> Quoted passage
● ● ●
I'm everything you every wanted, and everything you'll ever need. I want to live an extraordinary life so that when I die, others have benefited because I lived.

Wednesday, January 28, 2009

How Mae Got her groove back!

So I was talking to my new friends, but more so this morning, I woke up an realized that I got over him. I can't even remember details of our past relationship and I am worried this is an effect of my memory or that time has done what it needed to, to help me move on.

I honestly can't remember the details of his face unless I look at his picture and focus, but he seemed to have vanish from my memory. Like a ghost, or a presence that some how I knew once existed but is no longer real.

The crazy thing is, I'm finally past the anger, and I've accept that what has happened to me has happened but I've taken from it what I needed to. I've added to my life experience which is great for acting. I don't even cry anymore. I use to remember the past few weeks crying when I got home, crying when I woke up and thinking I'll never get through this, that I miss him so much, but now I get up facing the day with abundance. I feel happy again. I look forward to Monday's because my cardio class that has been a great part of giving me back my power is on Monday's and I'm having a ton of fun with it. I even bought some killer shoes, and my body is shaping up and looking amazing :)
● ● ●
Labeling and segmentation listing
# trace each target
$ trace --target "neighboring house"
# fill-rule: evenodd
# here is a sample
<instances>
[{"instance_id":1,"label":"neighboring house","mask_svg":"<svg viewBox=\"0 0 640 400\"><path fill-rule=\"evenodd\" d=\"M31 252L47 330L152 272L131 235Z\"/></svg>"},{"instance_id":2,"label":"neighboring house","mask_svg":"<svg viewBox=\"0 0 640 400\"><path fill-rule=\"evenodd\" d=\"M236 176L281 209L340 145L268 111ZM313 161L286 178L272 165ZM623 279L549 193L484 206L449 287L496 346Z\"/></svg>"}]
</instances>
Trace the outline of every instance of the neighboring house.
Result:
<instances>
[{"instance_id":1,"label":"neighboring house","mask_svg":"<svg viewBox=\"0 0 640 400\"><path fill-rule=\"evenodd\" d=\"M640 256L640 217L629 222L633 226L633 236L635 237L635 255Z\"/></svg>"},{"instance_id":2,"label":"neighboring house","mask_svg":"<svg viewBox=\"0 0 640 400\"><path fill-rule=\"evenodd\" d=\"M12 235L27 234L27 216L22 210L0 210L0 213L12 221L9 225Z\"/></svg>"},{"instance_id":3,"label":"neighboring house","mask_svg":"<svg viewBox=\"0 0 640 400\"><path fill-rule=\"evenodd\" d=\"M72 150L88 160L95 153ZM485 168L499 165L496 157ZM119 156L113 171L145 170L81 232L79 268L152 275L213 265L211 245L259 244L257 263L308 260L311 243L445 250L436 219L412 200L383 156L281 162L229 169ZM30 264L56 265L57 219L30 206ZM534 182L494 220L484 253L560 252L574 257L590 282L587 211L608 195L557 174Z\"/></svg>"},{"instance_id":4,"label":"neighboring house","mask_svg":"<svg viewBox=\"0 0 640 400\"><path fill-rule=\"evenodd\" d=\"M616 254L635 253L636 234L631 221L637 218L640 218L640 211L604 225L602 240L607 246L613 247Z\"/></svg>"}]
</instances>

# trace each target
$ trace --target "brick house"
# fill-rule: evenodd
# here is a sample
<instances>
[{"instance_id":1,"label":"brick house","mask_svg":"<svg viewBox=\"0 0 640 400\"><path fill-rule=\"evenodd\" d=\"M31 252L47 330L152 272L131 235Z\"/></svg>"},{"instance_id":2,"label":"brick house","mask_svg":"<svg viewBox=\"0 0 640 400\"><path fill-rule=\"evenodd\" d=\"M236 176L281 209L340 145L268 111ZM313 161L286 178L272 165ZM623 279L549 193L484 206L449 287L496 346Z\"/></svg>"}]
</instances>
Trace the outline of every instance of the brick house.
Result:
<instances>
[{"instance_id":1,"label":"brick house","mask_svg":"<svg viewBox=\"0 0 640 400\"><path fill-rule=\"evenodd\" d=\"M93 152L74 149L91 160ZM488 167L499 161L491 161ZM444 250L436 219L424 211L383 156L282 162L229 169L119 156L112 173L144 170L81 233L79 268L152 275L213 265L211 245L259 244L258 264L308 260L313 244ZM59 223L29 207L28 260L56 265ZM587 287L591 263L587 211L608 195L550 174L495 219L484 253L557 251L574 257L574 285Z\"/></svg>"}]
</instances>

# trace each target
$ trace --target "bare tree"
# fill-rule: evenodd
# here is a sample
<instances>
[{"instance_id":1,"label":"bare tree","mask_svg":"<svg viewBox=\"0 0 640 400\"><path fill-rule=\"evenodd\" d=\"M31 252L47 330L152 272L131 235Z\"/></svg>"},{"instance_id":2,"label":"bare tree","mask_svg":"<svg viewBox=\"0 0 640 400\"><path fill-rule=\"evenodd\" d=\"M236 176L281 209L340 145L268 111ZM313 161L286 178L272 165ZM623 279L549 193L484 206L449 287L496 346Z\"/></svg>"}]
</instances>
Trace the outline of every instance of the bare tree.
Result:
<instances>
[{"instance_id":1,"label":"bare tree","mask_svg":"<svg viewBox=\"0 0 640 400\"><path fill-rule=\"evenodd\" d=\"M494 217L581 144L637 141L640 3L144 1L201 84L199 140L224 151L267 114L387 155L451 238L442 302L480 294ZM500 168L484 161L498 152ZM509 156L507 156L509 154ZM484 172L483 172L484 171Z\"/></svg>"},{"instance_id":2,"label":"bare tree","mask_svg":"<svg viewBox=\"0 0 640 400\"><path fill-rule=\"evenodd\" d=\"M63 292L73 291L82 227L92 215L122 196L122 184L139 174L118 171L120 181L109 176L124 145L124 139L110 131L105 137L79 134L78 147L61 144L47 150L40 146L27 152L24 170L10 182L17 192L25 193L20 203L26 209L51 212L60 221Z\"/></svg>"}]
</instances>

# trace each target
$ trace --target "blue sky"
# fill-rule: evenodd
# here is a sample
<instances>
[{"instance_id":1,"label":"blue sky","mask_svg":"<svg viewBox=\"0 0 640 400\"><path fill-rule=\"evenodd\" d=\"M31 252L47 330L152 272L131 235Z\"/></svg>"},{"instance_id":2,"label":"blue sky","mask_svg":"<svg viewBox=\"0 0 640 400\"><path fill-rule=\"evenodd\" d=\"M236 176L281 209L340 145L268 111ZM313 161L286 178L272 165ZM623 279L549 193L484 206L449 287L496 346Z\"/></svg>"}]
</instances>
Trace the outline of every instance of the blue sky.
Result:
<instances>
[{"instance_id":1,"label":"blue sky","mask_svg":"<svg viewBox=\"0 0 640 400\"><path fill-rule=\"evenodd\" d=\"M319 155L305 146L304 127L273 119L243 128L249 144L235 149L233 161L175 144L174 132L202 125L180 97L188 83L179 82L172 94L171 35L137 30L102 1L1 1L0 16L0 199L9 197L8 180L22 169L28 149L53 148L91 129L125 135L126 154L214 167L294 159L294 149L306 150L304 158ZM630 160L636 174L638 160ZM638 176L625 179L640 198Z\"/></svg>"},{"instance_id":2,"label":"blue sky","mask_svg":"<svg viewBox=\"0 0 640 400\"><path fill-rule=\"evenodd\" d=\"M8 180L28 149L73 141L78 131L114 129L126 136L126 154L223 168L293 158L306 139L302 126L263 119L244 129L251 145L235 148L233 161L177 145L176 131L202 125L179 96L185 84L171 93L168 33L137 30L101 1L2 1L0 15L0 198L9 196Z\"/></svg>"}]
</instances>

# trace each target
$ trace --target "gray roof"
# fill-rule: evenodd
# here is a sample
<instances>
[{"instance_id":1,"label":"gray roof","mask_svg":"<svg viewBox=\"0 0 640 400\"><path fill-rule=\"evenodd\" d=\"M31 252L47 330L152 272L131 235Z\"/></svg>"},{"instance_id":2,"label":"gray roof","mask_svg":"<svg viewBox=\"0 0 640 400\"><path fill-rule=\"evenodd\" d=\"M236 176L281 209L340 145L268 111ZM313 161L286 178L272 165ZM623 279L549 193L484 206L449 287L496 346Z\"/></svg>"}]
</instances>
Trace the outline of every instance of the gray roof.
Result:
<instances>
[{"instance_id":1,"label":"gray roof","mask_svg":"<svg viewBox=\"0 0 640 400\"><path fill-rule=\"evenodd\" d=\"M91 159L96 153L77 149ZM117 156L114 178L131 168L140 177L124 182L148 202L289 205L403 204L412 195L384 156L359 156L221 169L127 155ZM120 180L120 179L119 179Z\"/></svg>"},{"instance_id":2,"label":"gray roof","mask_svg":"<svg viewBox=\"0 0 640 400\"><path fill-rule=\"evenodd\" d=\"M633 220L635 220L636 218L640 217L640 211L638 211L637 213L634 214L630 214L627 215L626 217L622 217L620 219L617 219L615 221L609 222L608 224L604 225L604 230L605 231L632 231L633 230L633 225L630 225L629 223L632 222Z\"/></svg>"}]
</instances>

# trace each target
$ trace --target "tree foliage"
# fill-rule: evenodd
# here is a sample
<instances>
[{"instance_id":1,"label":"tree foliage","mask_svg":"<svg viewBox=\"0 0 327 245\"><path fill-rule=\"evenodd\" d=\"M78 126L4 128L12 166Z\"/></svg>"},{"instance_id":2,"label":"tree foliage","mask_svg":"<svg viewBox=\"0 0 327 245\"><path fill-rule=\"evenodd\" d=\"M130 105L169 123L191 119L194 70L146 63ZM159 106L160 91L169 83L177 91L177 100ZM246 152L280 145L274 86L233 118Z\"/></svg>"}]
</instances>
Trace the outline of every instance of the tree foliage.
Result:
● ● ●
> Directions
#1 In the blog post about getting over a breakup, list every sentence in its final paragraph that begins with the word "I".
#2 According to the blog post about getting over a breakup, what class does the writer attend on Mondays?
#3 Pick up the blog post about getting over a breakup after its last sentence, and write a few more sentences in the same voice.

> Results by task
#1
- I've added to my life experience which is great for acting.
- I don't even cry anymore.
- I use to remember the past few weeks crying when I got home, crying when I woke up and thinking I'll never get through this, that I miss him so much, but now I get up facing the day with abundance.
- I feel happy again.
- I look forward to Monday's because my cardio class that has been a great part of giving me back my power is on Monday's and I'm having a ton of fun with it.
- I even bought some killer shoes, and my body is shaping up and looking amazing :)

#2 A cardio class.

#3
The only sad thing is, I can't remember the feelings, I don't hate, I don't love, it's almost strange in the sense because I got nothing. I remember facts but the emotional connection is gone. I see his picture but it does nothing for me. No emotions. At least when I look at my other memories of people in my lives, I am filled with emotion, stories, a past. So I am worried if I really did cast a spell on myself to forget or if that was a dream in which I cast a spell and now it has leaked into my life.

Either case I still remember what I've learned, I know I am a passionate kisser, I know that I am a pretty amazing girl, and that I give a good massage. I know results, but when it comes to my emotions toward Justin, I can't recall. I guess this means I really did get over him or that I'm crazy lol :)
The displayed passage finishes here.